[START Records for processing]

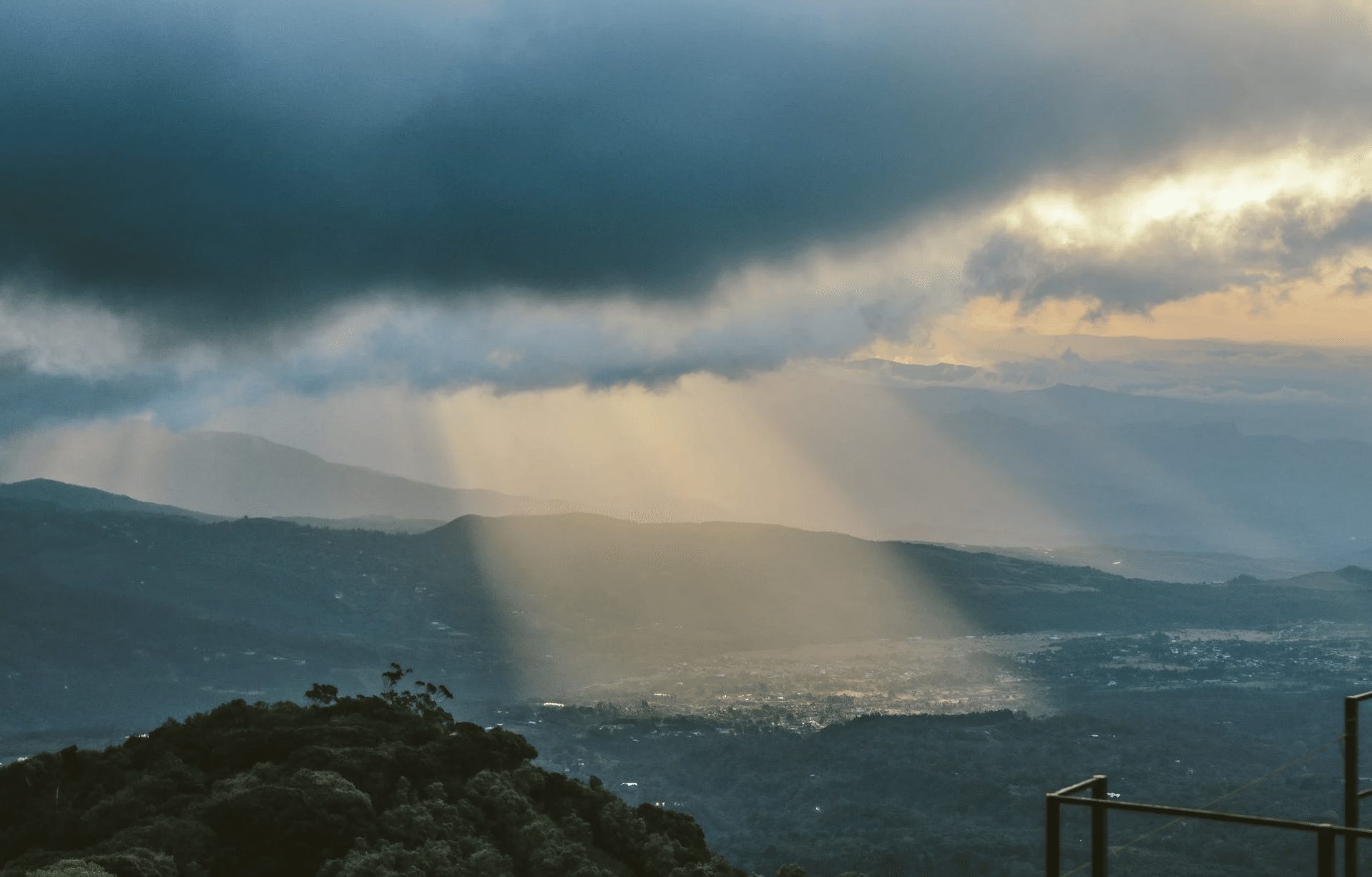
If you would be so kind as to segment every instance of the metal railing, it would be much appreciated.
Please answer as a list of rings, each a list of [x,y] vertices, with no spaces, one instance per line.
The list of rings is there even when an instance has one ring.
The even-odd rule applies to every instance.
[[[1343,699],[1343,825],[1328,822],[1302,822],[1299,819],[1276,819],[1270,817],[1251,817],[1239,812],[1224,812],[1220,810],[1199,810],[1192,807],[1170,807],[1166,804],[1140,804],[1110,797],[1110,781],[1103,774],[1096,774],[1089,780],[1083,780],[1073,785],[1048,792],[1044,796],[1044,874],[1045,877],[1062,876],[1062,807],[1088,807],[1091,810],[1091,877],[1107,877],[1109,858],[1111,852],[1118,852],[1124,844],[1114,851],[1109,845],[1107,814],[1111,810],[1125,812],[1150,812],[1173,819],[1205,819],[1211,822],[1232,822],[1238,825],[1255,825],[1258,828],[1281,829],[1288,832],[1305,832],[1314,834],[1314,861],[1317,877],[1335,877],[1338,839],[1343,839],[1343,874],[1357,877],[1358,874],[1358,839],[1372,837],[1372,829],[1358,828],[1358,803],[1372,795],[1372,788],[1358,788],[1358,707],[1365,700],[1372,700],[1372,692],[1350,694]],[[1324,749],[1340,738],[1324,744]],[[1318,749],[1317,749],[1318,751]],[[1295,764],[1308,756],[1302,756],[1290,764]],[[1277,771],[1272,771],[1277,773]],[[1270,775],[1270,774],[1266,774]],[[1251,785],[1251,784],[1247,784]],[[1089,797],[1083,797],[1083,792],[1089,792]],[[1222,796],[1228,797],[1228,796]],[[1221,799],[1222,799],[1221,797]],[[1151,834],[1152,832],[1150,832]],[[1139,840],[1139,839],[1135,839]],[[1087,865],[1069,872],[1073,874]]]

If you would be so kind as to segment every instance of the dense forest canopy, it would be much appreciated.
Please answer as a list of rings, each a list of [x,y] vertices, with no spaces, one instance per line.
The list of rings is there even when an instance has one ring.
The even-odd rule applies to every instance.
[[[532,766],[523,737],[454,721],[406,673],[10,764],[0,874],[742,877],[689,815]]]

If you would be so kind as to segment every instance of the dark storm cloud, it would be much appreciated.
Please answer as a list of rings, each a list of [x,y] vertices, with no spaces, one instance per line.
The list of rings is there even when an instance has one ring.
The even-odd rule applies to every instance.
[[[0,357],[0,438],[88,417],[122,417],[177,391],[169,372],[88,377],[34,371]]]
[[[202,336],[698,295],[1033,174],[1361,124],[1365,27],[1279,8],[10,0],[0,279]]]

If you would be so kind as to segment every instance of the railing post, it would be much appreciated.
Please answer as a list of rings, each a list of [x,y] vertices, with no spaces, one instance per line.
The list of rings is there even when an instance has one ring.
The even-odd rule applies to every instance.
[[[1318,877],[1334,877],[1334,826],[1321,825],[1316,832],[1316,874]]]
[[[1357,828],[1358,818],[1358,699],[1343,699],[1343,825]],[[1358,877],[1358,839],[1343,837],[1343,877]]]
[[[1044,837],[1043,837],[1043,873],[1044,877],[1059,877],[1062,874],[1062,804],[1056,795],[1044,797]]]
[[[1098,800],[1107,799],[1109,784],[1110,781],[1102,774],[1092,777],[1091,797]],[[1110,847],[1107,845],[1109,837],[1106,836],[1106,815],[1107,811],[1104,807],[1091,808],[1091,877],[1106,877],[1106,856],[1110,852]]]

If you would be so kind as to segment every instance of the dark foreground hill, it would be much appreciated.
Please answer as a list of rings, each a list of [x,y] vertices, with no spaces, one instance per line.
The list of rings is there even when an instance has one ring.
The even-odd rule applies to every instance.
[[[0,874],[742,877],[690,817],[534,767],[423,688],[313,694],[0,769]]]

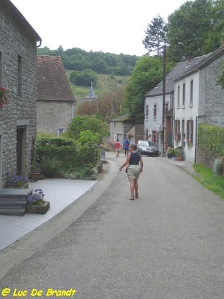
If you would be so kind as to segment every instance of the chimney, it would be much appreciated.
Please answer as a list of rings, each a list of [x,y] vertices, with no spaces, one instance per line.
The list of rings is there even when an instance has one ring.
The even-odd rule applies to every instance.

[END Records for processing]

Directions:
Locate each line in the data above that contains the string "railing" with matching case, and copy those lines.

Complete answer:
If you would be so kind as to segment every instance of the metal railing, it would be much appreciated.
If you would be so kind as to segment every instance of the railing post, it would be much appreciated.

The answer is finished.